# Skewed distributions

BMJ 2012; 345 doi: http://dx.doi.org/10.1136/bmj.e7534 (Published 08 November 2012) Cite this as: BMJ 2012;345:e7534- Philip Sedgwick, reader in medical statistics and medical education

- p.sedgwick{at}sgul.ac.uk

The effectiveness of early abdominopelvic computed tomography in patients with acute abdominal pain of unknown cause was evaluated using a randomised controlled trial study design. Computed tomography was delivered within 24 hours of admission. Control treatment was standard practice (radiological investigations as indicated). In total, 55 patients were randomised to early computed tomography and 55 to control treatment.1

The main outcome measures included length of hospital stay. The mean length of hospital stay was 6.6 (standard deviation 5.8) days for the early computed tomography arm and 9.2 (9.8) days for the standard practice arm.

Which of the following statements, if any, are true?

a) The distribution of length of hospital stay for the intervention was skewed to the right

b) The sample mean of length of hospital stay for the intervention was smaller than the sample median

c) Treatment groups would be compared in length of hospital stay using the independent samples

*t*test

## Answers

Statement *a* is true, whereas *b* and *c* are false.

The spread of sample measurements for the outcome measure length of hospital stay can be described by the sample mean and standard deviation. As described in a previous question,2 about 68% or more of the observations of length of hospital stay will lie no further than one standard deviation away from the sample mean. In addition, about 95% or more will lie no further than two standard deviations away and about 99% or more no further than three standard deviations away from the sample mean. These inferences can be made regardless of the shape of the distribution of the sample measurements of length of hospital stay—that is, whether it is normal or skewed.

For the intervention group the length of hospital stay was 6.6 days with a sample standard deviation of 5.8 days. Therefore, about 68% or more of the intervention group would have had a length of hospital stay between (6.6−5.8) and (6.6+5.8) days—that is, between 0.8 and 12.4 days. About 95% or more of the intervention group would have had a length of hospital stay between (6.6−2(5.8)) and (6.6+2(5.8)) days—that is, between −5.0 and 18.2 days. Furthermore, about 99% or more of the intervention group would have had a length of hospital stay between (6.6−3(5.8)) and (6.6+3(5.8)) days—that is, between −10.8 and 24 days.

□ □ □ □ □ □ □

_WORK TO BE COMPLETED:_
According to the article on skewed distributions, how soon after admission was the early computed tomography delivered? Rely only on the text above.

□ □ □ □ □ □ □

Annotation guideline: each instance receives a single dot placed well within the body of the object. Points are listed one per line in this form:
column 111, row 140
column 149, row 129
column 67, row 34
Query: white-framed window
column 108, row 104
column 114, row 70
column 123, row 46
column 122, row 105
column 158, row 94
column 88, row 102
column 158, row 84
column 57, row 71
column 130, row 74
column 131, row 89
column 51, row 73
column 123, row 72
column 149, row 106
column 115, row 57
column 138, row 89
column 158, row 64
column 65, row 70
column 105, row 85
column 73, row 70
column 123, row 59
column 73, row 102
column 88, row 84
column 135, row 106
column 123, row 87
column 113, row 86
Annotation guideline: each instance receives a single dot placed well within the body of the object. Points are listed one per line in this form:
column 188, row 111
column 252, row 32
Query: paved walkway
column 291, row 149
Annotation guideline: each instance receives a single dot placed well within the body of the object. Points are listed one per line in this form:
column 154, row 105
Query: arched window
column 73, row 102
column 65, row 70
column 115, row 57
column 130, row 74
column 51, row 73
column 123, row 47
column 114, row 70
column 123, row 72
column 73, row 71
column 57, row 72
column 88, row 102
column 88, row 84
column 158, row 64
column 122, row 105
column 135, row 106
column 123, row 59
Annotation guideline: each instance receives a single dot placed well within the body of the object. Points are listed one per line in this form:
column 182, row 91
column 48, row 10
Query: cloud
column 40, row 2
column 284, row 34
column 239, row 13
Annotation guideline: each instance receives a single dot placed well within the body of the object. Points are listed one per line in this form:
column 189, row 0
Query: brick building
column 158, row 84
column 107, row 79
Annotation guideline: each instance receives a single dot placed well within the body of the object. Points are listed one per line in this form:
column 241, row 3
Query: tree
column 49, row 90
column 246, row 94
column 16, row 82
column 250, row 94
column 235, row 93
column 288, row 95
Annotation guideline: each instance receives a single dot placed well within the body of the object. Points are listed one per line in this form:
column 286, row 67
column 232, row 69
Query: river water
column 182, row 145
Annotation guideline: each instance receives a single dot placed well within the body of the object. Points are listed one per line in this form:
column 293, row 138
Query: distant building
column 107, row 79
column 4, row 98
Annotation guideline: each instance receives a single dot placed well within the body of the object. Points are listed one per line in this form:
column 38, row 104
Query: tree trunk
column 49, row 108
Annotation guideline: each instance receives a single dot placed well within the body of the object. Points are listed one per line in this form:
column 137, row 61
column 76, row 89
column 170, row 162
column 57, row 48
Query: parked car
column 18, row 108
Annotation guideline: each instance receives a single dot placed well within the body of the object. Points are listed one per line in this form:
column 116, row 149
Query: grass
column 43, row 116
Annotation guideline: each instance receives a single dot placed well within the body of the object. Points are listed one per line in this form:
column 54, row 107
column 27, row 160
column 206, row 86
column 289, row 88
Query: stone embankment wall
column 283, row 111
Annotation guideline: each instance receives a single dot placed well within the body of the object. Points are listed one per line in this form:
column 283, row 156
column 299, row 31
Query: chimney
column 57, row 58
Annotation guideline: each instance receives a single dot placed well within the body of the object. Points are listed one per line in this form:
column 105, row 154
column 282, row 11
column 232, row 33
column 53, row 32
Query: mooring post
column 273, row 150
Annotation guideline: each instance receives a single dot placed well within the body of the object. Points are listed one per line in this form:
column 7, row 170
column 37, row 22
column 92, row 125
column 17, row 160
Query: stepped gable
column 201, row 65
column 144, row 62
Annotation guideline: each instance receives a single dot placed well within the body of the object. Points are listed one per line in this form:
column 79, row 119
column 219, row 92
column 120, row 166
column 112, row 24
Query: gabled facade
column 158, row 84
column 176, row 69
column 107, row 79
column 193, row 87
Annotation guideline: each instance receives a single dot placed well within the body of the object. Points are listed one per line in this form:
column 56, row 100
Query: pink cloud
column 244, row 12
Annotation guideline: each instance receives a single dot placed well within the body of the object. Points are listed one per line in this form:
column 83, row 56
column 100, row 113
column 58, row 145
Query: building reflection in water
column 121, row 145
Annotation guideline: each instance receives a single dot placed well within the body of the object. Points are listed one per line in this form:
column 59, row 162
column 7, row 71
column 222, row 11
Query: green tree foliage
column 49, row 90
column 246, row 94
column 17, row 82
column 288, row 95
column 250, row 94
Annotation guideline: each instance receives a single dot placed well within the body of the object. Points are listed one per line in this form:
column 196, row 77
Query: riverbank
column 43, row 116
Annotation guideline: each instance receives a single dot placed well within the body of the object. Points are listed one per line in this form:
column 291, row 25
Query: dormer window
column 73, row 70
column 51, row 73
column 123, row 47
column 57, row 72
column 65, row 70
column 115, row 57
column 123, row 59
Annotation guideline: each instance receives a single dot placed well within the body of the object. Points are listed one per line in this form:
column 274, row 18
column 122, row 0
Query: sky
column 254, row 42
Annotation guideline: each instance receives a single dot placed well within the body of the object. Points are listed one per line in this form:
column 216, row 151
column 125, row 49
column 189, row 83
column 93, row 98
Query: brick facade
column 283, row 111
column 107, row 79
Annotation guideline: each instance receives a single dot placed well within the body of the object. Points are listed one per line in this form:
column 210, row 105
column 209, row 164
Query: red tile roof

□ □ □ □ □ □ □

_WRITTEN REPLY:_
Within 24 hours of admission.